Excerpted text >>
# Juice groove in curved cutting board



## deancruse (Oct 18, 2007)

Hi folks. First time here. I've searched using what I can think of, but not finding any easy answers. I'm making a cutting board with a curved detail edge and I want to route a juice groove to follow the edge. See the attached photo of the template I'll use to make each corner of the board with a flush trim bit at the table. On the template, I drew in (rather badly) the rough outline of the groove.

Any thoughts on the best way to route the groove? A standard edge guide won't navigate the tight corners on the curves.

Thanks for any advice!


----------



## Cherryville Chuck (Sep 28, 2010)

Hi Dean and welcome. That is not a table mounted router job. It's a job for a plunge router. It would be easy to make a duplicate of the cutting board the way you describe with a flush trim bit but not the juice groove. You need to make a template to follow with either a guide bushing and round nose bit or template and round nose bit with matching diameter bearing that fits on the router bit's shaft. I think I've seen a few round nose bits with bearing but usually you would have to buy the bit and bearing separate. That would pretty much limit you to a 1/2 inch round nose bit with 1/4" shaft as the minimum size.


----------



## Bushwhacker (Jun 16, 2009)

That Charles is so smart.


----------



## paduke (Mar 28, 2010)

make a jig. I am not sure if this method will work on the scalloped edge. Make a plywood template of the pattern. Make a second template using the first template and a rabbet bit. This will produce a 2nd template that is concentric to the first but 3/8" smaller from the edge. Do it again using the 2nd and the 3rd will be 3/4" inside. The difference can be reduced by using a larger bearing. (i.e. if you want 5/8" difference use a larger bearing and get a 5/16" rabbet X 2 = 5/8" difference ) You want the difference to equal a router bushing. Use 3rd template on the first template with a pattern/template bit to rout out the interior of the first template. mount first and third templates to the work and with a bushing and cut the groove.
I hope this was clearer than mud. It is how I made the templates I used for my cutting board http://www.routerforums.com/jigs-fixtures/98545-meat-platter-cutting-board.html


----------



## scottgrove (Sep 4, 2016)

very simply as Paduke as explained. One suggestion is to use an extended route base, this will help keep the router stable when making the outside corner cuts.
good luck


----------



## deancruse (Oct 18, 2007)

Some great ideas, guys - thanks! I was initially thinking about this by making/buying a edge guide for my plunge router with a point, or a bearing to ride along the scalloped (that's the right word!) edge. I saw that Bosch makes a roller bearing guide for the trim router. I've also seen what appear to be guides for Dremmels for banding applications. But, I think I'd rather use my larger plunge router for this job. It also seems like it might be a bit hard to control using this method. Anyone have any experience with these types of edge guides?

Short exercise >>
Condense the paragraph in the juice groove thread above that opens with "Hi Dean and welcome" into a short bulleted list that keeps its main facts.

Entries from a pointing dataset:
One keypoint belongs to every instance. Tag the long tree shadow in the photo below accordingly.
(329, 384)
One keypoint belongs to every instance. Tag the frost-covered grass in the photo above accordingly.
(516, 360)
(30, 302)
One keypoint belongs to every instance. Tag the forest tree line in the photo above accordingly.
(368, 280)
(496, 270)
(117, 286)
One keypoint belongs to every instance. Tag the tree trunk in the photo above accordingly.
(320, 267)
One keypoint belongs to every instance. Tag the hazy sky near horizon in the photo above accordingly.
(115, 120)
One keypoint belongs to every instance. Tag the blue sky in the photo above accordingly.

Exercise answer >>
- The groove calls for a plunge router, not a table-mounted router.
- A flush trim bit can duplicate the board's shape but cannot cut the juice groove.
- A template is needed, followed either with a guide bushing and round nose bit or with a round nose bit fitted with a matching-diameter bearing on its shaft.
- A few round nose bits come with a bearing, but usually the bit and bearing are bought separately.
- That limits the minimum size to roughly a 1/2 inch round nose bit with a 1/4" shaft.